#### Rows:

⁂

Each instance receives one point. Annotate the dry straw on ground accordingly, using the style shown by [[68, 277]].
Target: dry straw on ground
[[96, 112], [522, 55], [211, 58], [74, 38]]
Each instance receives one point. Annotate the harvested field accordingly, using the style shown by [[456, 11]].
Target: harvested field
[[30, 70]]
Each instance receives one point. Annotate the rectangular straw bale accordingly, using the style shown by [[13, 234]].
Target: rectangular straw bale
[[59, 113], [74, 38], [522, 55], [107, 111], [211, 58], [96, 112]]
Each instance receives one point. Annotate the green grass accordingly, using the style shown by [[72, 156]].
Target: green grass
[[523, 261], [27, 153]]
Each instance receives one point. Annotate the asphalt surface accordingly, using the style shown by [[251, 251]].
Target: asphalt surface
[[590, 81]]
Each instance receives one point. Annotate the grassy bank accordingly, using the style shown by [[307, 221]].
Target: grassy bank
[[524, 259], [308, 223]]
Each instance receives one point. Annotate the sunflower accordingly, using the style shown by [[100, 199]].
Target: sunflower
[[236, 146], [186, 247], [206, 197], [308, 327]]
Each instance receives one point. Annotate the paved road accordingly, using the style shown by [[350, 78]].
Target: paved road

⁂

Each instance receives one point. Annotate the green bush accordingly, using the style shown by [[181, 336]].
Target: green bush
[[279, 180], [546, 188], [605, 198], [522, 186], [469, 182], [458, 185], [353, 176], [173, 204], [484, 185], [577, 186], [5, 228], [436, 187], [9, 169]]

⁂

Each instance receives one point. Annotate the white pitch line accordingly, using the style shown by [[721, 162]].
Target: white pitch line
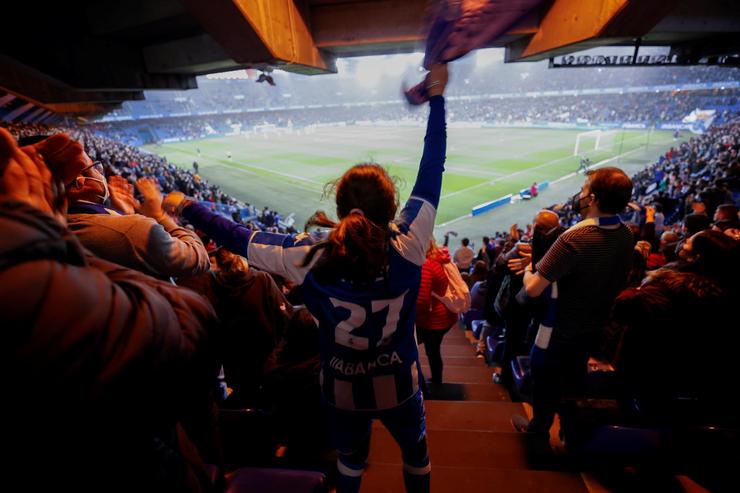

⁂

Rewrite the records from the line with "Each instance receives one point. Annotate the dry" to the line with "Target: paved road", requests included, and offset every coordinate in the answers by adding 37 to it.

Each instance receives one point. Annotate the dry straw on ground accordingly, using the style shown by [[68, 277]].
Target: dry straw on ground
[[133, 149], [559, 92], [248, 95], [111, 75]]
Each instance receives one point. Annotate the harvested field accordingly, using the style shown by [[456, 11]].
Target: harvested field
[[67, 107]]
Each instance receives one point. Annotate the rectangular straw bale accordingly, using the style shown by [[13, 234]].
Target: rectangular straw bale
[[96, 150], [111, 75], [559, 92], [144, 148], [248, 95], [133, 149]]
Each instance receives one point. Annotate the green grass accordingly, using the style shown by [[72, 156]].
Target: green grass
[[560, 298], [64, 190]]
Each instance receives one point. Annotate the asphalt surface accordingly, using the style shown by [[251, 251]].
Target: asphalt surface
[[627, 118]]
Each instance receives one point. Annotate the grassy bank accordingly, using the style shown by [[307, 221]].
Target: grassy bank
[[561, 296], [345, 260]]
Each instance receives one point. Annotate the sunflower accordingly, using the style shown by [[100, 199]].
Target: sunflower
[[273, 183], [223, 284], [243, 234], [345, 364]]
Each instance receives one point. Annotate the paved road accordingly, using the style shown by [[350, 78]].
Target: paved road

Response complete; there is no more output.